◆ **Action item**:
Every entry must be copied word for word.

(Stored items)
####

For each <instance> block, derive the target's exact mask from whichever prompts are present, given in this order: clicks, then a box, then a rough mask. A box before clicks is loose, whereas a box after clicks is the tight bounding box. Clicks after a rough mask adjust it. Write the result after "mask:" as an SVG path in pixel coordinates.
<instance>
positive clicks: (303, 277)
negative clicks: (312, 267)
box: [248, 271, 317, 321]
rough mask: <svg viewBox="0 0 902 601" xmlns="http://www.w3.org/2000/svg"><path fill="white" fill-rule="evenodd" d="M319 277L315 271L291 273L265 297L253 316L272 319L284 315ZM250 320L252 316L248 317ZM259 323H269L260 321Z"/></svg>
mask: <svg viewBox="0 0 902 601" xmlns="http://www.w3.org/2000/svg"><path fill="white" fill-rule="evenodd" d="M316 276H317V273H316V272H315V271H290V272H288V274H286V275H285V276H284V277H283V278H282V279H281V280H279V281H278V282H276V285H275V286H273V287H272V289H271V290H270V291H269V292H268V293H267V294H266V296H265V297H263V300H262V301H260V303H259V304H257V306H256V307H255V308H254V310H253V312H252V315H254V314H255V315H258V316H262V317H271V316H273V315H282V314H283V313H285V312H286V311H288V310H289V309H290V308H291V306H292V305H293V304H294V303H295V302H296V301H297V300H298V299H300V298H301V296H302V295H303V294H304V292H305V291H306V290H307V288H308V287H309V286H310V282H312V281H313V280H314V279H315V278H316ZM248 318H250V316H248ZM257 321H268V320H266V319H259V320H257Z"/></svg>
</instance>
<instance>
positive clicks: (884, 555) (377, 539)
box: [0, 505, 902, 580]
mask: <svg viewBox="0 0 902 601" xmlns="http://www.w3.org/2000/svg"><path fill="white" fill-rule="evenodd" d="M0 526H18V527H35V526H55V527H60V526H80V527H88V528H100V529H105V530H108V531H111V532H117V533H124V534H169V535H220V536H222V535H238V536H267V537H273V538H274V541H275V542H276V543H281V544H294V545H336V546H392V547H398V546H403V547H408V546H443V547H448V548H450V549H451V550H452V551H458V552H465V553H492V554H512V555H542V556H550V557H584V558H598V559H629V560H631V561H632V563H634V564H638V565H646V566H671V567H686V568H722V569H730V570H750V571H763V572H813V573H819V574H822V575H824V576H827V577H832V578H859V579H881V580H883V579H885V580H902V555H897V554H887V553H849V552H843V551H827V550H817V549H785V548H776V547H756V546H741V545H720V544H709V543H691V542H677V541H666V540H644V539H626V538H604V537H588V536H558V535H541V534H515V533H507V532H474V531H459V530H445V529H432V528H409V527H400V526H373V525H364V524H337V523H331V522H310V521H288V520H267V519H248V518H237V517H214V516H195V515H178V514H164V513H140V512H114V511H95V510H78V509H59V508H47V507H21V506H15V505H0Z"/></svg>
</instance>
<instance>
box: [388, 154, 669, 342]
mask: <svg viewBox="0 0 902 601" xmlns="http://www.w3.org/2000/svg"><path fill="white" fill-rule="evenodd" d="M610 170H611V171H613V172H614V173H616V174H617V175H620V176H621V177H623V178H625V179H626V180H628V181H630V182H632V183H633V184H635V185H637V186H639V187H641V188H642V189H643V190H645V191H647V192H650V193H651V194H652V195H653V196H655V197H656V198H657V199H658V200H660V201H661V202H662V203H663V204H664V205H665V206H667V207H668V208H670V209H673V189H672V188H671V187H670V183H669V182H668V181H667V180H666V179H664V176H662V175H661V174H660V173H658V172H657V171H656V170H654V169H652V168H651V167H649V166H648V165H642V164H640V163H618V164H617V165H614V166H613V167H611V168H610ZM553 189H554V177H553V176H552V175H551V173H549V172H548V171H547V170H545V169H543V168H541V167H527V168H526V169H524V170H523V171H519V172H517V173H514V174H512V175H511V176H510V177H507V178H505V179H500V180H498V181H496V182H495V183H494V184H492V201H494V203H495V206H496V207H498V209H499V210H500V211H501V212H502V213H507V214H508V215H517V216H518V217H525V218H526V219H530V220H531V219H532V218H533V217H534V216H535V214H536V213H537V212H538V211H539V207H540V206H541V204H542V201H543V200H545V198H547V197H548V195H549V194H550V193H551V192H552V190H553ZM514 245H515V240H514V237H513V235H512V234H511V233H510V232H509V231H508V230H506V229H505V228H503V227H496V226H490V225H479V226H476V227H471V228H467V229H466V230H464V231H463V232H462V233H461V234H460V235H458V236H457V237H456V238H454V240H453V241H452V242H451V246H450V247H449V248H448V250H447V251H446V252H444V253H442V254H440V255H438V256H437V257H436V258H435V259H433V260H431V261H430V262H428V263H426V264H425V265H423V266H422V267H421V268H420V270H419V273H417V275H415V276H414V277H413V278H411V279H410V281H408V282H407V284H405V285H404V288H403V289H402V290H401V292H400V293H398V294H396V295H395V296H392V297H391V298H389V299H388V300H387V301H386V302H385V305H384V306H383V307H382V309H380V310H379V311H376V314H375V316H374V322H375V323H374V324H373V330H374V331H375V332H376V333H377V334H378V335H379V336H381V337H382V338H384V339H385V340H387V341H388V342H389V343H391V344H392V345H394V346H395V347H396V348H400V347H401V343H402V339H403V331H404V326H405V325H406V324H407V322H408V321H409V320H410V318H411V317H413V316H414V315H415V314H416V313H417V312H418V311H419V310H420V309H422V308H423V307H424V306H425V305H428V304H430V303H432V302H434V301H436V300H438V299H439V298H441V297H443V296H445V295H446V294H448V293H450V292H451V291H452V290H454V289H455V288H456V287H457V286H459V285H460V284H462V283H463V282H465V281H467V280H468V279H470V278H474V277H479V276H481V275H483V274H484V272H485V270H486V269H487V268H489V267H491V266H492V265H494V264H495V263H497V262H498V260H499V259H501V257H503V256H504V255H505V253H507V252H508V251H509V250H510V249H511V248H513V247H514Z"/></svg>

####

◆ **Task solution**:
For each <instance> block, derive the target's exact mask from whichever prompts are present, given in this order: clicks, then a box, then a rough mask. A box before clicks is loose, whereas a box after clicks is the tight bounding box. Clicks after a rough mask adjust it. Write the result after "mask:" as an SVG path in pixel coordinates.
<instance>
positive clicks: (303, 277)
negative clicks: (312, 267)
box: [248, 271, 317, 321]
rough mask: <svg viewBox="0 0 902 601" xmlns="http://www.w3.org/2000/svg"><path fill="white" fill-rule="evenodd" d="M319 277L315 271L291 273L265 297L253 316L272 319L284 315ZM250 320L252 316L248 317ZM259 323H269L260 321Z"/></svg>
mask: <svg viewBox="0 0 902 601" xmlns="http://www.w3.org/2000/svg"><path fill="white" fill-rule="evenodd" d="M316 276H317V273H316V272H315V271H290V272H288V274H286V275H285V276H284V277H283V278H282V279H281V280H279V281H278V282H276V285H275V286H273V287H272V289H271V290H270V291H269V292H268V293H267V294H266V296H265V297H263V300H262V301H260V303H259V304H257V306H256V307H255V308H254V310H253V312H252V315H254V314H255V315H258V316H262V317H271V316H273V315H282V314H283V313H285V312H286V311H288V310H289V309H290V308H291V306H292V305H293V304H294V303H295V302H296V301H297V300H298V299H300V298H301V296H302V295H303V294H304V292H305V291H306V290H307V288H308V287H309V286H310V282H312V281H313V280H314V279H315V278H316ZM248 318H250V316H248ZM257 321H268V320H266V319H259V320H257Z"/></svg>
</instance>
<instance>
positive clicks: (884, 555) (377, 539)
box: [0, 505, 902, 580]
mask: <svg viewBox="0 0 902 601" xmlns="http://www.w3.org/2000/svg"><path fill="white" fill-rule="evenodd" d="M0 526H18V527H35V526H55V527H60V526H80V527H88V528H100V529H105V530H108V531H111V532H117V533H124V534H169V535H220V536H222V535H238V536H267V537H273V538H274V541H275V542H276V543H281V544H294V545H336V546H392V547H398V546H403V547H408V546H443V547H448V548H450V549H451V550H452V551H458V552H465V553H492V554H512V555H542V556H550V557H584V558H598V559H629V560H631V561H632V563H634V564H638V565H646V566H671V567H686V568H722V569H730V570H750V571H763V572H813V573H819V574H822V575H824V576H827V577H832V578H859V579H881V580H883V579H885V580H902V555H897V554H887V553H849V552H843V551H827V550H817V549H785V548H776V547H756V546H741V545H720V544H709V543H691V542H677V541H666V540H644V539H626V538H604V537H588V536H558V535H541V534H515V533H507V532H474V531H459V530H445V529H432V528H409V527H400V526H373V525H364V524H337V523H331V522H310V521H288V520H267V519H248V518H237V517H214V516H195V515H178V514H164V513H140V512H114V511H95V510H78V509H59V508H47V507H21V506H15V505H0Z"/></svg>
</instance>
<instance>
box: [388, 154, 669, 342]
mask: <svg viewBox="0 0 902 601" xmlns="http://www.w3.org/2000/svg"><path fill="white" fill-rule="evenodd" d="M610 170H611V171H613V172H614V173H616V174H617V175H620V176H621V177H623V178H625V179H626V180H628V181H630V182H632V183H633V184H635V185H637V186H639V187H641V188H642V189H643V190H645V191H647V192H650V193H651V194H652V195H653V196H655V197H656V198H657V199H658V200H660V201H661V202H662V203H663V204H664V205H665V206H667V207H668V208H670V209H673V189H672V188H671V187H670V183H669V182H668V181H667V180H666V179H664V176H662V175H661V174H660V173H658V172H657V171H656V170H654V169H652V168H651V167H649V166H648V165H642V164H640V163H618V164H617V165H614V166H613V167H611V168H610ZM553 189H554V177H553V176H552V175H551V173H549V172H548V171H547V170H545V169H543V168H541V167H527V168H526V169H524V170H523V171H519V172H517V173H514V174H512V175H511V176H510V177H507V178H505V179H500V180H498V181H496V182H495V183H494V184H492V201H494V203H495V206H496V207H498V209H499V210H500V211H501V212H502V213H507V214H508V215H517V216H518V217H525V218H526V219H530V220H531V219H532V218H533V217H534V216H535V214H536V213H537V212H538V211H539V207H540V206H541V204H542V201H543V200H545V198H547V197H548V195H549V194H550V193H551V192H552V190H553ZM514 245H515V240H514V237H513V235H512V234H511V233H510V232H509V231H508V230H506V229H505V228H503V227H496V226H490V225H479V226H476V227H471V228H467V229H466V230H464V231H463V232H462V233H461V234H460V235H458V236H457V237H456V238H454V240H453V241H452V242H451V246H450V247H449V248H448V250H447V251H446V252H444V253H442V254H440V255H438V256H437V257H436V258H435V259H433V260H431V261H430V262H428V263H426V264H425V265H423V266H422V267H421V268H420V270H419V273H417V275H415V276H414V277H413V278H411V279H410V281H408V282H407V284H405V285H404V288H403V289H402V290H401V292H400V293H398V294H396V295H395V296H392V297H391V298H389V299H388V300H387V301H386V302H385V305H384V306H383V307H382V309H380V310H379V311H376V314H375V316H374V322H375V323H374V324H373V330H374V331H375V332H376V333H377V334H378V335H379V336H381V337H382V338H384V339H385V340H387V341H388V342H389V343H391V344H392V345H394V346H395V347H396V348H400V347H401V343H402V339H403V331H404V326H405V325H406V324H407V322H408V321H409V320H410V318H411V317H413V316H414V315H415V314H416V313H417V312H418V311H419V310H420V309H422V308H423V307H424V306H425V305H428V304H430V303H432V302H434V301H436V300H438V299H439V298H441V297H443V296H445V295H446V294H448V293H450V292H451V291H452V290H454V289H455V288H456V287H457V286H459V285H460V284H462V283H463V282H465V281H467V280H468V279H470V278H474V277H479V276H481V275H483V274H484V272H485V270H486V269H487V268H489V267H491V266H492V265H494V264H495V263H497V262H498V260H499V259H501V257H503V256H504V255H505V253H507V252H508V251H509V250H510V249H511V248H513V247H514Z"/></svg>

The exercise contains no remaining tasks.